- TASK TO COMPLETE
From the first line to the last, output the material exactly.

- INPUT MATERIAL

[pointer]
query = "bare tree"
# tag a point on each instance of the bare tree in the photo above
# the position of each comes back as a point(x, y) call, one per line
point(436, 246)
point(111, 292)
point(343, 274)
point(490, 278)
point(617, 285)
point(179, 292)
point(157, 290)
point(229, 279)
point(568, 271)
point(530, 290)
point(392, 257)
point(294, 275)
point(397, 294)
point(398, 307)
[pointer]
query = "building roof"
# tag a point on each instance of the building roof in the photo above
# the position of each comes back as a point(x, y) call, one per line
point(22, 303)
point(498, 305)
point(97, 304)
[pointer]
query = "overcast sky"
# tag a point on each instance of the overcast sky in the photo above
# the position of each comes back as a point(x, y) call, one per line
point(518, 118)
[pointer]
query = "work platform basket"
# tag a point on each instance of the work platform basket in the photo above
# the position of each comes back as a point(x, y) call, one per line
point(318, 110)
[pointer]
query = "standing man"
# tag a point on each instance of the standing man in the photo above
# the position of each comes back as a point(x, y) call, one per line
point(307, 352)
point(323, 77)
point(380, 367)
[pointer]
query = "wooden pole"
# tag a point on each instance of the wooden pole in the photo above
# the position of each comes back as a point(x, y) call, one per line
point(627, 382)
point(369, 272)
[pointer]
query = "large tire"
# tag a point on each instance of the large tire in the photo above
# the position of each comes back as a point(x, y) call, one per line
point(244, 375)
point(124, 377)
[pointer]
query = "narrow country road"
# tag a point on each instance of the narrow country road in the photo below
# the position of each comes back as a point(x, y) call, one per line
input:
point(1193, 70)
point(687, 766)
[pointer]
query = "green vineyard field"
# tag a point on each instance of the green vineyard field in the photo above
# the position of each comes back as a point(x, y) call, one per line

- RESULT OF THIS TASK
[pointer]
query = "bare tree"
# tag a point on each instance of the bare tree in the photo above
# the position of each comes back as a point(x, y) call, one per line
point(436, 246)
point(111, 292)
point(343, 274)
point(490, 278)
point(617, 285)
point(179, 292)
point(157, 290)
point(229, 279)
point(568, 271)
point(530, 290)
point(392, 257)
point(294, 275)
point(397, 294)
point(398, 307)
[pointer]
query = "building roof"
# tag a point on each instance of the building roof in the photo above
# the position of each comes back as a point(x, y) call, one per line
point(22, 303)
point(498, 305)
point(97, 304)
[pointer]
query = "overcast sky"
# tag a point on each instance of the overcast sky in the photo above
# the position of each comes back as a point(x, y) call, one per line
point(518, 118)
[pointer]
query = "work platform basket"
# tag a point on each instance of the work platform basket in the photo above
# the position of each comes back as a point(x, y) call, one per line
point(318, 110)
[pointer]
query = "standing man"
# tag a point on each instance of the standing man in the photo above
# the position of each comes back as a point(x, y) call, one per line
point(307, 352)
point(323, 77)
point(380, 367)
[pointer]
query = "wooden pole"
# tag a point on each instance of the wooden pole in the photo above
# the position of each comes back as a point(x, y) call, one per line
point(627, 382)
point(369, 272)
[pointer]
query = "large tire"
# tag a point on each instance of the large tire in the photo above
# the position of each comes back as a point(x, y) call, one per line
point(244, 375)
point(124, 377)
[pointer]
query = "narrow country road"
# tag a point on each instance of the narrow country road in the photo below
# the position of each comes back as a point(x, y) call, one per line
input:
point(1193, 70)
point(687, 766)
[pointer]
query = "green vineyard field"
# tag a point on each instance of the green vineyard field in the photo above
# the position of each comes back as a point(x, y) call, one per line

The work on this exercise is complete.